* [The task]: Write out exactly the lines running from the one that contains "Target: snowy field" through the end of the material.

....

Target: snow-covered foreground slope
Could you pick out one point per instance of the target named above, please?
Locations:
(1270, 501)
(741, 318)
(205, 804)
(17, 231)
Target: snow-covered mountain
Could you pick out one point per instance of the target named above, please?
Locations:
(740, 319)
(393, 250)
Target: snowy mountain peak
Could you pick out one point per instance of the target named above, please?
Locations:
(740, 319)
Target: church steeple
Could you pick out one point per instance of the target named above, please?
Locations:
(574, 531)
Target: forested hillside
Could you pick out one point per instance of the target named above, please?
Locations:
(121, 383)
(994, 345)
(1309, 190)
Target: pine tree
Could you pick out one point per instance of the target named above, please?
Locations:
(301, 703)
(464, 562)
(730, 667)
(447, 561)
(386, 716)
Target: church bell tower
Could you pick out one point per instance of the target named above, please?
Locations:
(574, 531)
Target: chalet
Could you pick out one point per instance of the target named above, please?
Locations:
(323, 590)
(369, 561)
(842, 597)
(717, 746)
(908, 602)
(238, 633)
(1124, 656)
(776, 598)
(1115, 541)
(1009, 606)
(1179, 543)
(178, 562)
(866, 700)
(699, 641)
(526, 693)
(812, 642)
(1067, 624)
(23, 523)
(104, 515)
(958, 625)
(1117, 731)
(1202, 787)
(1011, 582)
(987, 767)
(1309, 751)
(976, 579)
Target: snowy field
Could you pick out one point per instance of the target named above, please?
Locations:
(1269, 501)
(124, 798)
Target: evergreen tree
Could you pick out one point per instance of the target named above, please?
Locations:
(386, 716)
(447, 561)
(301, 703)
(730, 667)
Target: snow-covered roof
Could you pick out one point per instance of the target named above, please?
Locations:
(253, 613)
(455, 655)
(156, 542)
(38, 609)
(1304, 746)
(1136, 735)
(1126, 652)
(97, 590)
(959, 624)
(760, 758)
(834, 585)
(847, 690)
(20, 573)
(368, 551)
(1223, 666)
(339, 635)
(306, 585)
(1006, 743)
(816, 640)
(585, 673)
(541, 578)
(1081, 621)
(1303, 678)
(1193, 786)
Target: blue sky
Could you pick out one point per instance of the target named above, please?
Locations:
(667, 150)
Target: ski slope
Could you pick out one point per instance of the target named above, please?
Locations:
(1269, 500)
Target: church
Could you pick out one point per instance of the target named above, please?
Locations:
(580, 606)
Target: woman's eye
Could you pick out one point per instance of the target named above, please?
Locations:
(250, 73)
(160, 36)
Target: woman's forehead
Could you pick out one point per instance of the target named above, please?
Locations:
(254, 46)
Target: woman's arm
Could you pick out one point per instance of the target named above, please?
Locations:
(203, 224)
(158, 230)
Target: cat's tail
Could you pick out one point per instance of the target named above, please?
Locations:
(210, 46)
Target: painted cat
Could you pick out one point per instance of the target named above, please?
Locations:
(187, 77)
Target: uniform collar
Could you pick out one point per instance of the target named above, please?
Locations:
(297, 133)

....

* [Answer to the task]:
Target: snowy field
Could you pick out one point per instance of the target named above, please?
Locations:
(1269, 501)
(124, 798)
Target: evergreen tree
Could you pick out one point per instance of the target named above, please?
Locations:
(386, 716)
(447, 561)
(301, 703)
(730, 667)
Target: snow-covered roof
Could you pick out one point per instance of the target named above, please?
Locations:
(253, 613)
(455, 655)
(156, 542)
(38, 609)
(1304, 746)
(1136, 735)
(1126, 652)
(97, 590)
(959, 624)
(760, 758)
(834, 585)
(847, 690)
(20, 573)
(368, 551)
(1223, 666)
(339, 635)
(306, 585)
(1006, 743)
(816, 640)
(585, 673)
(541, 578)
(1081, 621)
(1303, 678)
(1193, 786)
Target: blue sky
Could you pick out one point per instance of the target named above, please?
Locations:
(667, 150)
Target: ski slope
Could you pick out one point per instance of the target named above, please?
Locations:
(1269, 500)
Target: church
Could you pick out one point per instance of the target named above, please?
Locations:
(580, 606)
Target: woman's eye
Could you pick out one point per instance of the target named above, please?
Locations:
(250, 73)
(160, 36)
Target: woman's forehead
Could you pick out one point per instance of the target named above, please?
Locations:
(254, 46)
Target: woman's arm
Could you pick out one point per instance of the target named above, please?
Locations:
(203, 224)
(158, 230)
Target: cat's tail
Could you pick out one point per instance of the target named above, please?
Locations:
(210, 46)
Target: painted cat
Could you pick out one point per instance of the target named above, please?
Locations:
(187, 77)
Target: uniform collar
Could you pick out one point per instance of the target named above, please?
Locations:
(297, 133)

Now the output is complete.